Exercise details: Print the listing below exactly, images excluded.

Available data:
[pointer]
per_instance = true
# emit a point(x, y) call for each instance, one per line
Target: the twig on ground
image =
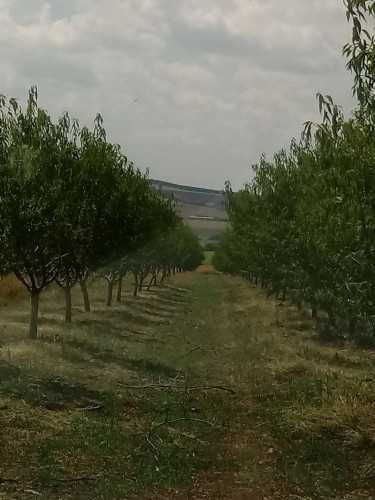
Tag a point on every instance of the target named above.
point(8, 480)
point(182, 419)
point(179, 388)
point(76, 479)
point(93, 408)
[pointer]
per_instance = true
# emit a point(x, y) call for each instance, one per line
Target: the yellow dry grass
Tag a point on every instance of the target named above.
point(302, 421)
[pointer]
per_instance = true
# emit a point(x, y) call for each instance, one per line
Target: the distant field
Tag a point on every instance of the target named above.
point(198, 202)
point(206, 229)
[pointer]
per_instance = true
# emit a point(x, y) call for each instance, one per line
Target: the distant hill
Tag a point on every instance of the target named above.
point(203, 209)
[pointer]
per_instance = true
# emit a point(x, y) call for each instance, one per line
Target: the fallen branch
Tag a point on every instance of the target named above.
point(181, 388)
point(8, 480)
point(93, 408)
point(182, 419)
point(76, 479)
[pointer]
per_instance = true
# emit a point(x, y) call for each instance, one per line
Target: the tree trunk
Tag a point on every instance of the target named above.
point(135, 292)
point(314, 312)
point(68, 304)
point(109, 293)
point(33, 330)
point(119, 291)
point(85, 294)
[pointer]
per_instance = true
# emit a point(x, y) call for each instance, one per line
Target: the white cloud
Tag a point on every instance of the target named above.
point(195, 90)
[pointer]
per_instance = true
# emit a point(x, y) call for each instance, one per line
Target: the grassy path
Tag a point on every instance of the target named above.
point(203, 389)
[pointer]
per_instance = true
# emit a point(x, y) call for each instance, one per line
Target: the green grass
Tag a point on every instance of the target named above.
point(301, 421)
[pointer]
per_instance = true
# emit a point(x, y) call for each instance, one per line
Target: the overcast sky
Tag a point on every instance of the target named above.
point(195, 90)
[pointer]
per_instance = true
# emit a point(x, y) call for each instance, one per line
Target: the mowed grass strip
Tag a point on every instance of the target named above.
point(123, 405)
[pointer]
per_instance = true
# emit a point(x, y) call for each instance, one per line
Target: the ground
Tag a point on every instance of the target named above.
point(204, 388)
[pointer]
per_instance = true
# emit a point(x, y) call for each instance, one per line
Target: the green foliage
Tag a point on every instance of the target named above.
point(69, 200)
point(304, 225)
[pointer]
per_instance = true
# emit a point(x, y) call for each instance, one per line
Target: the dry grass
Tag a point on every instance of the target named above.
point(302, 421)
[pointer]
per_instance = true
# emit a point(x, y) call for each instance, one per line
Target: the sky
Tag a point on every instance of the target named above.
point(193, 90)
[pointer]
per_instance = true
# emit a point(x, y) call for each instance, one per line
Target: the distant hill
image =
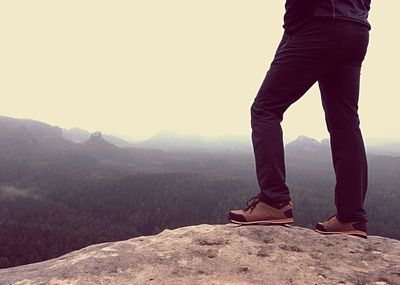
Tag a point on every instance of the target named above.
point(57, 195)
point(80, 135)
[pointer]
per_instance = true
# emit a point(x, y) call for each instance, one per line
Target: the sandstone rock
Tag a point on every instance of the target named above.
point(222, 254)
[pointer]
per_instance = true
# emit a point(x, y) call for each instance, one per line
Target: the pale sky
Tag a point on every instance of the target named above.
point(132, 68)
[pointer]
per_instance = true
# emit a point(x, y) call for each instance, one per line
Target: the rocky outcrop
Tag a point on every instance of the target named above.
point(222, 254)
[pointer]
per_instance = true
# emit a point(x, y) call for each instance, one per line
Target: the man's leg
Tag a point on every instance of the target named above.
point(339, 94)
point(298, 64)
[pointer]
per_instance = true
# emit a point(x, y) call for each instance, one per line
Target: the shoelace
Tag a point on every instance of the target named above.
point(254, 201)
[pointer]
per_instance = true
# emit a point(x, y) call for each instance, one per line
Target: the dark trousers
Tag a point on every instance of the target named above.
point(331, 53)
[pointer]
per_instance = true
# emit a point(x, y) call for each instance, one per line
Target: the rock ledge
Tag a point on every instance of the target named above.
point(222, 254)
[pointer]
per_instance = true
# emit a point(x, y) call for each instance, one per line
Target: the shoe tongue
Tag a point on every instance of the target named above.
point(280, 205)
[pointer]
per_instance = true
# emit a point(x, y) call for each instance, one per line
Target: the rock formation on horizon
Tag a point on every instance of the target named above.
point(222, 254)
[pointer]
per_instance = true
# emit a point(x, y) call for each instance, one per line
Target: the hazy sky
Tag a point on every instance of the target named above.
point(132, 68)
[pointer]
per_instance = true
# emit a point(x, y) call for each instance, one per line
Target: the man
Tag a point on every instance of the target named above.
point(324, 41)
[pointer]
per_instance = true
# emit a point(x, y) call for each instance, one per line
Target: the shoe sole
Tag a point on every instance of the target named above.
point(265, 222)
point(353, 233)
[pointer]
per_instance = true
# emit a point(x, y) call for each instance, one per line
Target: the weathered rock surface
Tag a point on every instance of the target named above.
point(222, 254)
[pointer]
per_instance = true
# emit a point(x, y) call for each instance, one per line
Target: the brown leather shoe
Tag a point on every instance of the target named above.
point(333, 226)
point(259, 212)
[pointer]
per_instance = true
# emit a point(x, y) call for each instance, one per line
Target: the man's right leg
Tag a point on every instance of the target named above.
point(339, 94)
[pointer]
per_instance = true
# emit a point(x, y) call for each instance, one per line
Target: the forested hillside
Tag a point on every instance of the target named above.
point(57, 196)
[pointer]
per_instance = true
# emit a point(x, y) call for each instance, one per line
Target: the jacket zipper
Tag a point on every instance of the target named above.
point(333, 9)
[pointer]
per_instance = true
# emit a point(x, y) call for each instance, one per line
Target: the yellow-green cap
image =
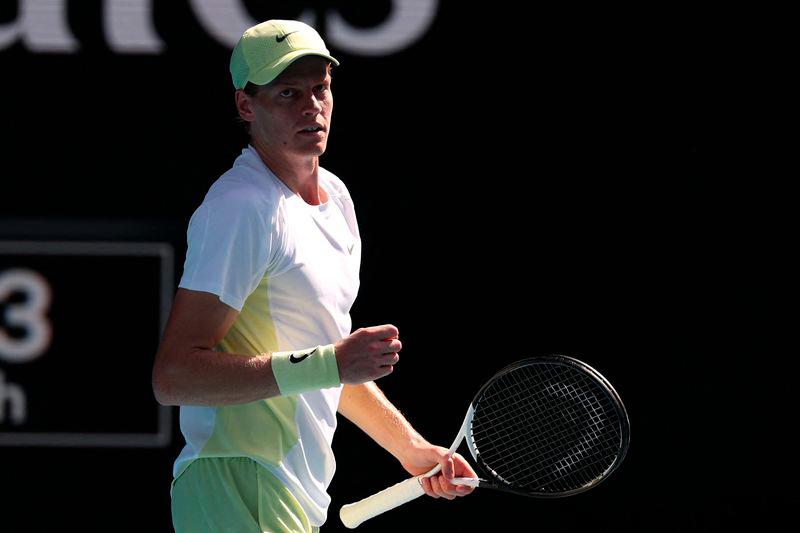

Result of this task:
[pointer]
per_instance = true
# emit a point(x, y) call for each instance, one per line
Target: the twig on ground
image =
Tag a point on every instance of the target named above.
point(8, 480)
point(182, 419)
point(179, 388)
point(76, 479)
point(93, 408)
[pointer]
per_instance = true
# emit a point(x, y) call for each instance, one per line
Target: the yellow dry grass
Tag a point on every instance of the target named above.
point(302, 421)
[pointer]
per_instance = true
# emit a point(x, y) call for each instance, one per line
Target: the distant field
Tag a point on every instance of the target named above.
point(198, 202)
point(206, 229)
[pointer]
per_instance = true
# emit a point(x, y) call for each instance, one per line
Target: the distant hill
Tag a point on every instance of the target named above.
point(203, 209)
[pointer]
per_instance = true
# emit a point(x, y) call for each instance, one per line
Target: the fallen branch
Tag a point on every instance of the target named above.
point(181, 388)
point(8, 480)
point(93, 408)
point(182, 419)
point(76, 479)
[pointer]
per_instance = true
# emit a point(x, y) call for each instance, one per line
Target: the tree trunk
Tag a point on every instance of the target named above.
point(135, 292)
point(314, 312)
point(68, 304)
point(109, 293)
point(33, 330)
point(119, 291)
point(85, 294)
[pointer]
per_instance = true
# emit a point(x, y) call for each instance, one per line
Target: the white cloud
Tag a point on every instance of the target named above.
point(195, 90)
[pointer]
per_instance = true
# emit a point(x, y) call for each instance, one per line
Target: the grassy path
Tag a point on every instance of the target named above.
point(203, 389)
[pointer]
per_instance = true
# emit a point(x, y) call for each instance, one per line
Target: the green grass
Tag a point on every instance of the target named above.
point(301, 421)
[pointer]
per_instance = true
# emit a point(x, y) call for each instance, one per line
Target: the overcast sky
Tag a point on every instance of the target named above.
point(195, 90)
[pointer]
per_instance = true
# emit a point(x, y) call for each instance, one per line
Target: the mowed grass strip
Tag a point on every instance of the target named above.
point(123, 405)
[pointer]
per_instance = true
# emit a point(x, y) call for each instance, one per line
Target: the ground
Tag a point on every instance of the target named above.
point(204, 388)
[pointer]
per_instance = true
# emit a point(x, y) call for each instance, one per line
Target: the green foliage
Tag a point on every instance of the target named above.
point(69, 200)
point(304, 225)
[pointer]
per_instance = true
# emit a point(x, y) call for each instance, one per line
Target: the dry grass
Tag a point on every instance of the target named above.
point(302, 421)
[pointer]
per_instance = true
# emit a point(x, y) call for each instance, one per line
Target: the sky
Tag a point on every instance of the target named above.
point(193, 90)
[pointer]
per_instance = true
# emit a point(x, y) call for each instance, one per line
Target: the distant hill
image =
Tag a point on every instance of the target named above.
point(57, 195)
point(80, 135)
[pointer]
per_instance = true
# emit a point(x, y) call for each instance, one per line
Target: the sandstone rock
Tag a point on every instance of the target named above.
point(222, 254)
[pointer]
per_instance = true
# emit a point(x, y) call for each instance, one per line
Target: the pale sky
Tag a point on every instance of the target named above.
point(132, 68)
[pointer]
per_instance = true
# emit a point(x, y) call for each instance, one per line
Target: the rocky outcrop
Tag a point on every instance of the target named above.
point(222, 254)
[pointer]
per_instance = true
# emit a point(x, y) call for each instance, one per line
Target: the man's leg
Tag a point on every instance of the target named above.
point(339, 94)
point(298, 64)
[pointer]
per_instance = true
# emit a point(x, y) call for each instance, one per line
Target: the shoelace
Tag a point on every instance of the target named above.
point(254, 201)
[pointer]
per_instance = true
# emit a point(x, y) call for each instance, one per line
Target: the dark trousers
Tag a point on every instance of the target named above.
point(331, 53)
[pointer]
per_instance = true
# emit a point(x, y) call for each instance, one per line
Target: the rock ledge
Tag a point on every instance of the target named above.
point(222, 254)
[pointer]
per_instance = true
# emit a point(x, y) call for each instance, one per line
Target: the shoe tongue
Tag a point on every instance of the target named above.
point(280, 205)
[pointer]
per_instance = true
# emit a point(x, y) call for each instance, one per line
Target: the rock formation on horizon
Tag a point on every instance of the target named above.
point(222, 254)
[pointer]
per_instance = true
# emit a point(x, y) call for each instance, one per line
Target: the hazy sky
Tag a point on every instance of the target named above.
point(132, 68)
[pointer]
per_instance = true
# emit a point(x, y) call for each instance, one per line
Target: the man
Tag a point on every instance of the target named above.
point(324, 41)
[pointer]
per_instance = true
# emit a point(x, y) call for each instance, one per line
Target: the shoe sole
Tag a point on every instance of the target named above.
point(265, 222)
point(353, 233)
[pointer]
per_instance = true
# emit a point(x, y) call for each instance, one per line
Target: the weathered rock surface
Tag a point on every instance of the target named above.
point(222, 254)
[pointer]
per_instance = true
# emit a point(x, y) call for each instance, one per line
Target: the brown leather shoe
Tag a point on every instance of the target named above.
point(333, 226)
point(259, 212)
[pointer]
per_instance = true
# emit a point(x, y) call for each instance, one per line
Target: the man's right leg
Tag a point on every instance of the target named above.
point(339, 94)
[pointer]
per_instance = true
# emit a point(x, y) call for each instance, one per line
Target: the forested hillside
Tag a point on every instance of the target named above.
point(57, 196)
[pointer]
per_instance = true
# emit a point(x, y) call for each instance, one per line
Target: the jacket zipper
Tag a point on every instance of the target named above.
point(333, 9)
[pointer]
per_instance = true
# emit a point(x, y) call for each instance, one per line
Target: the yellow-green cap
image =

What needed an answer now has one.